- Written exercise -
Convert the lines of the records below into a numbered list, starting with the line containing "Category: the dead branch" and going on through the line containing "pixel 46 210", both included. List only those lines and leave out any blank ones.
— START OF Record list —
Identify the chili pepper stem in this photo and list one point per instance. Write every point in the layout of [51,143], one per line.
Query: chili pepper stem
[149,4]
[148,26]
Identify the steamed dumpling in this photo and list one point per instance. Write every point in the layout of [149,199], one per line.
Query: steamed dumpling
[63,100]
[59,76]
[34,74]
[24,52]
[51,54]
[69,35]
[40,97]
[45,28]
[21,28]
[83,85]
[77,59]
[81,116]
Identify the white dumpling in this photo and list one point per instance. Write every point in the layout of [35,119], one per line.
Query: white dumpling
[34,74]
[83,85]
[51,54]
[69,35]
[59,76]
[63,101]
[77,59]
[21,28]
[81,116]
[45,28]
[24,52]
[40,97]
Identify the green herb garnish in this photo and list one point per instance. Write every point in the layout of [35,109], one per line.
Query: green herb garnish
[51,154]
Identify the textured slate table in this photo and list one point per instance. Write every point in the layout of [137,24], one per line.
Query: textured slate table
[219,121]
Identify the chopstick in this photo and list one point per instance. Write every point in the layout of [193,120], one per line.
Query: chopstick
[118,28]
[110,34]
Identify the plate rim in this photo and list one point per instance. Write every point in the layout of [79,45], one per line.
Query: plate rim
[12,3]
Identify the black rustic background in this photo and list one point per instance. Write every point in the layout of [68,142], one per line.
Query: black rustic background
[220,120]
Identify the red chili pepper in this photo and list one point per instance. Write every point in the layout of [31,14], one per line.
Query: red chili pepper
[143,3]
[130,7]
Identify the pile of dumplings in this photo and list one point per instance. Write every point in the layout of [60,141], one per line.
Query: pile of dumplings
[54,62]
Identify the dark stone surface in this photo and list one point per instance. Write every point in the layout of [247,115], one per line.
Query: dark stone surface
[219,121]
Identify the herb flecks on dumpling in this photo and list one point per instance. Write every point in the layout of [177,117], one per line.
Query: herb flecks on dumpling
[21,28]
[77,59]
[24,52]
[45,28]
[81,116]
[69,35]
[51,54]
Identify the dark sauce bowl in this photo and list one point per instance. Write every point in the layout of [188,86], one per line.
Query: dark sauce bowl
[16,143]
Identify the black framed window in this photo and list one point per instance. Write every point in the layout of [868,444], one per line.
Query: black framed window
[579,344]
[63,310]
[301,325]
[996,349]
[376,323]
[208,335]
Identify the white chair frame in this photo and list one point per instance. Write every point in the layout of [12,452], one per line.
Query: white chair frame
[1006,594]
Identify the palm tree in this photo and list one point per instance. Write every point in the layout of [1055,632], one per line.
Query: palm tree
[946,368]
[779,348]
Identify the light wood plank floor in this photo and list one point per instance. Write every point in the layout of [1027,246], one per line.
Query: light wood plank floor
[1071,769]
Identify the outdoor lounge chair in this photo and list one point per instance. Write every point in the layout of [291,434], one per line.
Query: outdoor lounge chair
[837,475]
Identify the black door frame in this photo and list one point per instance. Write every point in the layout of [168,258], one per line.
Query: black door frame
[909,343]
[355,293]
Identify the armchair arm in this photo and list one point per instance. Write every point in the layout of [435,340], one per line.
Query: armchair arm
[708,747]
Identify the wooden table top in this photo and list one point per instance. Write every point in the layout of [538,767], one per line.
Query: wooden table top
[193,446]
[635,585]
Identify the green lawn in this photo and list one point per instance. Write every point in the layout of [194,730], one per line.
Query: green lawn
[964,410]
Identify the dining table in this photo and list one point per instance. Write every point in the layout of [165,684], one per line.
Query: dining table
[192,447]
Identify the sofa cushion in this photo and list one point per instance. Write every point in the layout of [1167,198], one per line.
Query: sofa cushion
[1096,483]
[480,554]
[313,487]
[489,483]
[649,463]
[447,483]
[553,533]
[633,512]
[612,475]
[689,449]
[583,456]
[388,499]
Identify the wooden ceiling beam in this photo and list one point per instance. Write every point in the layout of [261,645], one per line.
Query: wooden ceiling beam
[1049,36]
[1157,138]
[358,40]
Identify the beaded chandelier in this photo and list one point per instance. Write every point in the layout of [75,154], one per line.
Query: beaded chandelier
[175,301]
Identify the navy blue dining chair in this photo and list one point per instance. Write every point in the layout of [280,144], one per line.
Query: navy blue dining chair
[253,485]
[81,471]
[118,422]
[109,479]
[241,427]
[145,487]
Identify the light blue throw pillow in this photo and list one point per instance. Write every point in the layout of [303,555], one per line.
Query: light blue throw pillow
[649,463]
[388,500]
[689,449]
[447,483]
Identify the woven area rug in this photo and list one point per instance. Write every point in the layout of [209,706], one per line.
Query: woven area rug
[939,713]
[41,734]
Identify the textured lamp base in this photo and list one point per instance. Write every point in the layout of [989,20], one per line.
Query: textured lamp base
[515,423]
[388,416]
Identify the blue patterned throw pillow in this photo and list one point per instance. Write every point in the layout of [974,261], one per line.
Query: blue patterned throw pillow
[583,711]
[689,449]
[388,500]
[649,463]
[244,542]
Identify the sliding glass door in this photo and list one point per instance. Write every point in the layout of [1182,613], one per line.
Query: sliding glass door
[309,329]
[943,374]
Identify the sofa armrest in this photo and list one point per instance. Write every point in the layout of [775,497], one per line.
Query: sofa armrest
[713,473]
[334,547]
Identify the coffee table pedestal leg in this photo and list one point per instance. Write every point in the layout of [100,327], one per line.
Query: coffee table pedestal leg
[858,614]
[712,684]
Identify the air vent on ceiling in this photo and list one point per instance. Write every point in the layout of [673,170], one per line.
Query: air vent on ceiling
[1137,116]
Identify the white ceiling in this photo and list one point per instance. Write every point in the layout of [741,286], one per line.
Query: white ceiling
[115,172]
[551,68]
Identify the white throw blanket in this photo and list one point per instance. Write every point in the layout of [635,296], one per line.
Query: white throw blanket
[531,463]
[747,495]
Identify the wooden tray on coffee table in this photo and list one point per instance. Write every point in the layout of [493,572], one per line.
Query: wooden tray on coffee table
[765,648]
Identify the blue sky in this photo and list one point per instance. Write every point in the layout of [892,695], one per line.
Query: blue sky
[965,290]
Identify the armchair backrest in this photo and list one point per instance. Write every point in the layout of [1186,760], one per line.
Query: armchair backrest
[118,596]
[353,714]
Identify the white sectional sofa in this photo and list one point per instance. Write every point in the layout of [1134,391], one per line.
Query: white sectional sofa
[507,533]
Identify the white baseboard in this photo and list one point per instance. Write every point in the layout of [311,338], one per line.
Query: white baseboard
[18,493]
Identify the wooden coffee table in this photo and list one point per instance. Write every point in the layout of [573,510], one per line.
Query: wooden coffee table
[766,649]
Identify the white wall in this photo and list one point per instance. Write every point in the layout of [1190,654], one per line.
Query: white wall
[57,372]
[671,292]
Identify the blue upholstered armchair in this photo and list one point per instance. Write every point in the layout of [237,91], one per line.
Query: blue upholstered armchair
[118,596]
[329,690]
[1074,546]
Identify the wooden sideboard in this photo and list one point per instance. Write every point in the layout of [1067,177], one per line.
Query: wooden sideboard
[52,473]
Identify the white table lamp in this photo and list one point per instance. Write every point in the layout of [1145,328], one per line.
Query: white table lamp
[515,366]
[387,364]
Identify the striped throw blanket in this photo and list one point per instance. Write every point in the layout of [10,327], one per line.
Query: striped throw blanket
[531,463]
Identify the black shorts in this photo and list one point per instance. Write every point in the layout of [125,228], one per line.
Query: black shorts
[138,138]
— END OF Record list —
— START OF Record list —
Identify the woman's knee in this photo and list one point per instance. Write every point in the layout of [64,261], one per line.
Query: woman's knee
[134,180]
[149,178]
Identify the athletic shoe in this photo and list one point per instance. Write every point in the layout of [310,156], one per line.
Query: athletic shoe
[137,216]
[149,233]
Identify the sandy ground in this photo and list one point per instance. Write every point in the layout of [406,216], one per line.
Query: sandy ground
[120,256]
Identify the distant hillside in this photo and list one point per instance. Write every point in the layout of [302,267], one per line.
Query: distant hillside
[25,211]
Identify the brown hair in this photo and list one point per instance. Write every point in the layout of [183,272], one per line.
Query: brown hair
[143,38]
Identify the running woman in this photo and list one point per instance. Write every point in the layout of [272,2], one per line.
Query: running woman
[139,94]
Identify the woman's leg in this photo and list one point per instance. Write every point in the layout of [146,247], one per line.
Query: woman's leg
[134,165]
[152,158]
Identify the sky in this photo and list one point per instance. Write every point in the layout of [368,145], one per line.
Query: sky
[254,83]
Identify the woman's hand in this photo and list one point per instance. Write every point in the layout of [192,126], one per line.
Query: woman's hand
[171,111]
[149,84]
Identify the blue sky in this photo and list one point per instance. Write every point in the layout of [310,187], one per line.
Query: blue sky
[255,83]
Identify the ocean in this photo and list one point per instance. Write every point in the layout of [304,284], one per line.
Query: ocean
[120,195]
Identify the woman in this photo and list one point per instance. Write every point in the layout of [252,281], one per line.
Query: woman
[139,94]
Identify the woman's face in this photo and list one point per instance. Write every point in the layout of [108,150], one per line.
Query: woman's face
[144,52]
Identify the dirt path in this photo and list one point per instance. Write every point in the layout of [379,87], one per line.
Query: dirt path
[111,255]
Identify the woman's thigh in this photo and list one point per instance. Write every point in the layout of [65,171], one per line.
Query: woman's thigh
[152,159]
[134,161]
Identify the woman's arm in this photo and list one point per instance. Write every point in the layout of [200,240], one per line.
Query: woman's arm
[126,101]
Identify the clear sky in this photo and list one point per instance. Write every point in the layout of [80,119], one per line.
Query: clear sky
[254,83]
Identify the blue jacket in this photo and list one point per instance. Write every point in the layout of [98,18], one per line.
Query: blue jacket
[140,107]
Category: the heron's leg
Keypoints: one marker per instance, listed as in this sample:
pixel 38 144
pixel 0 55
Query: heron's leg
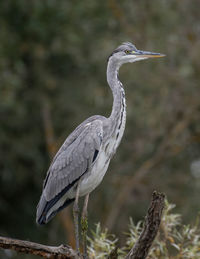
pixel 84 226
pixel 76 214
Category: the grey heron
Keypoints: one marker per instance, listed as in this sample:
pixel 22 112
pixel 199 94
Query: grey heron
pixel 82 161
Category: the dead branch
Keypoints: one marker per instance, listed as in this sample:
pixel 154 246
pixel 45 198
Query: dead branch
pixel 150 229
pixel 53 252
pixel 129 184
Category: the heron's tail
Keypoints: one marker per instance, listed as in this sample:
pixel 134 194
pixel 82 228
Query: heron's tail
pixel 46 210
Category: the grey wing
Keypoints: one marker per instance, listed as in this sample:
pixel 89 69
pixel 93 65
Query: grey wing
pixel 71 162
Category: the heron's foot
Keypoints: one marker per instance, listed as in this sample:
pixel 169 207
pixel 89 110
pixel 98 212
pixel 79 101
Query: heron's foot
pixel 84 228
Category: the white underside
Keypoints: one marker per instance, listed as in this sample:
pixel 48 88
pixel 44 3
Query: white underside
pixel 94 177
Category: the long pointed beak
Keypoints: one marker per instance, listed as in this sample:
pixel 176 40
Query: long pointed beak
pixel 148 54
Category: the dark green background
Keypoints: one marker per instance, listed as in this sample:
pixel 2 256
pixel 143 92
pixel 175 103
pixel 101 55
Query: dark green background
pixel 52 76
— END OF Record list —
- Worked solution -
1. Category: the dead branch
2. Keypoints: one marker per instance, listed as in this sample:
3. pixel 154 246
4. pixel 45 198
5. Query: dead branch
6. pixel 150 229
7. pixel 53 252
8. pixel 129 184
9. Category: the heron's tail
10. Keypoints: one marker per instance, listed as in this sample:
11. pixel 134 194
12. pixel 82 228
13. Query: heron's tail
14. pixel 46 210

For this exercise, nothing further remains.